_Source excerpt_
▬▬▬
Monday, 29 August 2011

Memory Leak – Trace it with PoolMon


Memory leak! What I understand about memory leak is pieces of memory block that has been allocated, however it is no longer required/references by application/services. Which mean, the application/processes did not release that piece of memory block when it is no longer required.

Below is the 2 common Event ID (2020 and 2021) that you will see when you have memory leak issue.
Event ID: 2020
Source: Srv
Description: The server was unable to allocate from the system paged pool because the pool was empty.

Event ID: 2019
Source: Srv
Description: The server was unable to allocate from the system nonpaged pool because the pool was empty

Additionally, your system will become unresponsive, behave unexpectedly or hung. 

So, now, how do we know which culprit keep “eating” the memory? 

There is a tool from Microsoft called PoolMon, where this tool will capture and display current usage of the paged pool(pp) and non paged pool (np). You can get this tool from Microsoft Support Tools that ship with Operating System CD/DVD.

Below is the screenshot of the option that you can use when running the poolmon:


So, how to use this tool? First of all, you need to enable the tag mode for poolmon. You can refer to:
http://support.microsoft.com/kb/177415 on how to enable the tag mode. Basically, you can enable it by using registry or Gflags.exe utility. 
Note: we do not need to enable the tag mode in Windows 2003 as it is enabled by default.

To run the poolmon, normally I’ll use below switches “–u –n <logfile path>” (poolmon.exe –u –n C:\mypoolmontest.txt), this will display data with sort by bytes, then dump the output into the logfile that you specified.

Screenshot above showed that I’m in Paged pool screen, and my current highest paged pool is process/app with “CM31” tag.
▬▬▬
_Records_
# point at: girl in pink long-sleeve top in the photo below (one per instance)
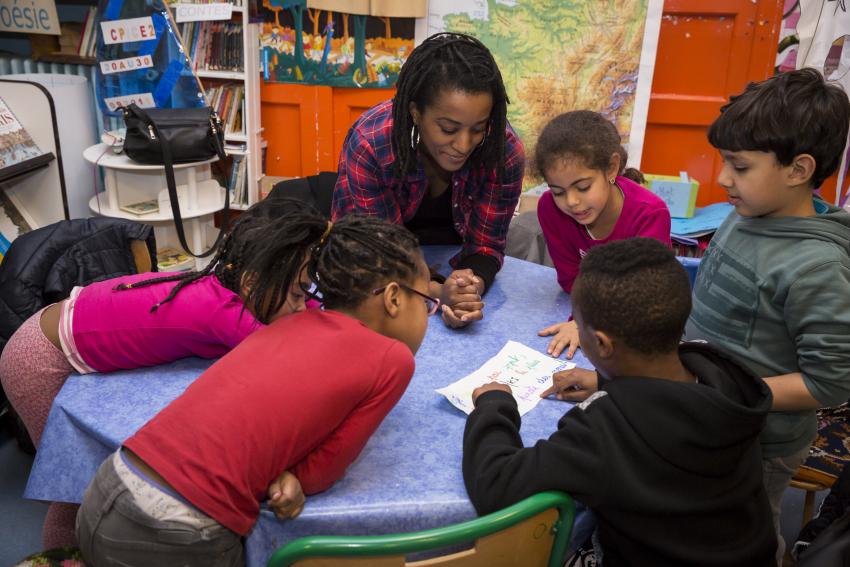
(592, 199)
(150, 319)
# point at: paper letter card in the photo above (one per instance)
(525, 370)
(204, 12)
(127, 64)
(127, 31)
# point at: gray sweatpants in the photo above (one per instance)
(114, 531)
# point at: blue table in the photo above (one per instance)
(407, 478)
▬▬▬
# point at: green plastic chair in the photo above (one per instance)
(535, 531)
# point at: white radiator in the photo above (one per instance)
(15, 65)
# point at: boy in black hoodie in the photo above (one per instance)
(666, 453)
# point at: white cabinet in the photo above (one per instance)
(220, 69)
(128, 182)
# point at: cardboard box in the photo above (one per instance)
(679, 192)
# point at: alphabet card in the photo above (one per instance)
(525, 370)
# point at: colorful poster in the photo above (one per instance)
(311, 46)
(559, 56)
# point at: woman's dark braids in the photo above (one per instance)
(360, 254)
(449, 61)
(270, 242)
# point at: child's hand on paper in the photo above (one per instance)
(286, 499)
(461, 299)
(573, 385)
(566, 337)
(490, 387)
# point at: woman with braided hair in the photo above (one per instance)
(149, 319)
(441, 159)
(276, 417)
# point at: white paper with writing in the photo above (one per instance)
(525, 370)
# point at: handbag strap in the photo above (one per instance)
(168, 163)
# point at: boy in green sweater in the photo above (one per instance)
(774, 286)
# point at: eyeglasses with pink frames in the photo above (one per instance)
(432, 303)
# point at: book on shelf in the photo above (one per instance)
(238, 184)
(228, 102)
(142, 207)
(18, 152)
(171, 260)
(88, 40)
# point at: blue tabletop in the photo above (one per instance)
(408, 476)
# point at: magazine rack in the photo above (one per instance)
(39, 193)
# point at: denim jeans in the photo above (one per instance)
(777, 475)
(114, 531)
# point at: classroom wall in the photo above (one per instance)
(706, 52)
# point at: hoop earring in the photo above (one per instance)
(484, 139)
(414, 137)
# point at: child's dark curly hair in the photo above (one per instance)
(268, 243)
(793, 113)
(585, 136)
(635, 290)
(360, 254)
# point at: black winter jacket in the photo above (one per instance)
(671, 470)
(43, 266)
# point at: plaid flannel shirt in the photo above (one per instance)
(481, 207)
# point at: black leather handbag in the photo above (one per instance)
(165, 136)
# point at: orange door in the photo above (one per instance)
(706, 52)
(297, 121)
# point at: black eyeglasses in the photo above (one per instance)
▬▬▬
_Work instructions_
Pick up the blog post on tracing memory leaks with PoolMon right after its last sentence and keep writing it.

_Output of the exercise_
So, what we need to do is, capture these information every 15-30 minutes, do it for several hours or days. Once you compiled those data, do a trace manually as in which tags that always have paged or non paged pool “Bytes” increased and never come down. 

What I’m going to do is, I’ll check the last screenshot of the poolmon, check which is the highest tag in Bytes is, then I trace backward, see if the pattern is keep increasing. (I mean if we trace backward, you should see the Bytes should be lesser and lesser).

On my recent case, the tag MPIO was keep increasingly using Non Paged pool, after drill more information from Internet, MPIO tag is referring to MPIO.sys driver that is meant for multi path I/O. This driver was develop by Microsoft and shipped by vendor on their multipath I/O application. In my case, I installed the EMC powerpath which come with MPIO version 1.21. 

Again, found out that MPIO.sys version 1.21 have known memory leak issue which fixed in updated version MPIO.sys version 1.23.  So, escalated to EMC, and I have to upgrade the EMC PowerPath to latest version fix this issue as the latest EMC PowerPath come with MPIO.sys version 1.23

Summary, above method to detect memory leak is abit too manual for data capture, however, it does able to help you to be Memory Leak Hunter… 

Cheers… Happy troubleshooting….